**Consegne**
a) Ricopia, per favore, il brano della discussione su Passo Croce a partire da "# L'ultima, ve" e fino a "Brunetta (16 Novembre 2013)".
b) Stabilisci se ciascuna affermazione concorda con la discussione su Passo Croce, rispondendo sì o no e citando alla lettera le parole decisive: (i) la foto del primo messaggio è stata scattata da andrea53; (ii) a Passo Croce si può arrivare in auto; (iii) il percorso da Passo Croce alla vetta della Pania della Croce comporta circa 800 metri di dislivello.

**Testo di partenza**
= = = = = = =

# L'ultima, ve lo prometto ...



## andrea53 (16 Novembre 2013)

poi non vi angustio più con le foto. Qui siamo a Passo Croce, 1160 m., Alpi Apuane. Il mare con le nuvole basse. Da quelle nuvole emergono, verso Sud Ovest all'orizzonte, le cime più alte della Corsica (tra tutti il Cinto, 2706 m.); la foto non è mia ma di un amico astrofilo. In cielo Luna e Venere in congiunzione. Da qui, se resisterà al passaggio ravvicinato vicino al Sole, si organizzeranno un po' di osservazioni per la Cometa Ison.


----------



## Brunetta (16 Novembre 2013)

Lascia senza parole.:up:


----------



## andrea53 (16 Novembre 2013)

*Grazie!*




Brunetta ha detto:


> Lascia senza parole.:up:


----------



## lolapal (16 Novembre 2013)

Molto bella Andrea... toglie il fiato...


----------



## andrea53 (16 Novembre 2013)

*pensa...*



lolapal ha detto:


> Molto bella Andrea... toglie il fiato...


che fin lì si può arrivare in auto


----------



## free (16 Novembre 2013)

andrea53 ha detto:


> che fin lì si può arrivare in auto



sfaticato!


----------



## andrea53 (16 Novembre 2013)

*esatto!*



free ha detto:


> sfaticato!


----------



## free (16 Novembre 2013)

lolapal ha detto:


> Molto bella Andrea... *toglie il fiato...
> *



ma va, è andato in macchina...:mrgreen:


----------



## andrea53 (16 Novembre 2013)

*E' vero,*



free ha detto:


> ma va, è andato in macchina...:mrgreen:


Però da lì sono salito mooolto più in alto.


----------



## free (16 Novembre 2013)

andrea53 ha detto:


> Però da lì sono salito mooolto più in alto.


c'era la funivia per caso?


----------



## Fiammetta (16 Novembre 2013)

andrea53 ha detto:


> poi non vi angustio più con le foto. Qui siamo a Passo Croce, 1160 m., Alpi Apuane. Il mare con le nuvole basse. Da quelle nuvole emergono, verso Sud Ovest all'orizzonte, le cime più alte della Corsica (tra tutti il Cinto, 2706 m.); la foto non è mia ma di un amico astrofilo. In cielo Luna e Venere in congiunzione. Da qui, se resisterà al passaggio ravvicinato vicino al Sole, si organizzeranno un po' di osservazioni per la Cometa Ison.
> View attachment 7808


Veramente molto bella, ideale per osservare stando soli a meditare e ringraziare madre natura :up:


----------



## andrea53 (16 Novembre 2013)

*Vero.*



Fiammetta ha detto:


> Veramente molto bella, ideale per osservare stando soli a meditare e ringraziare madre natura :up:


----------



## andrea53 (16 Novembre 2013)

*Hahaha!!!*



free ha detto:


> c'era la funivia per caso?


nonono da lì sentiero CAI 122 e 126, alla vetta della Pania della Croce, tre-quattro ore tra cammino e ascesa, con circa 800 metri di dislivello.

= = = = = = =

**Righe fornite**
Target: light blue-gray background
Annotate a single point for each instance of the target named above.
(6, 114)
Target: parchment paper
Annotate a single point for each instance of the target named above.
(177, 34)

= = = = = = =

**Elenco soluzioni**
a)
# L'ultima, ve lo prometto ...



## andrea53 (16 Novembre 2013)

poi non vi angustio più con le foto. Qui siamo a Passo Croce, 1160 m., Alpi Apuane. Il mare con le nuvole basse. Da quelle nuvole emergono, verso Sud Ovest all'orizzonte, le cime più alte della Corsica (tra tutti il Cinto, 2706 m.); la foto non è mia ma di un amico astrofilo. In cielo Luna e Venere in congiunzione. Da qui, se resisterà al passaggio ravvicinato vicino al Sole, si organizzeranno un po' di osservazioni per la Cometa Ison.


----------



## Brunetta (16 Novembre 2013)

b)
(i) No: "la foto non è mia ma di un amico astrofilo".
(ii) Sì: "che fin lì si può arrivare in auto".
(iii) Sì: "con circa 800 metri di dislivello".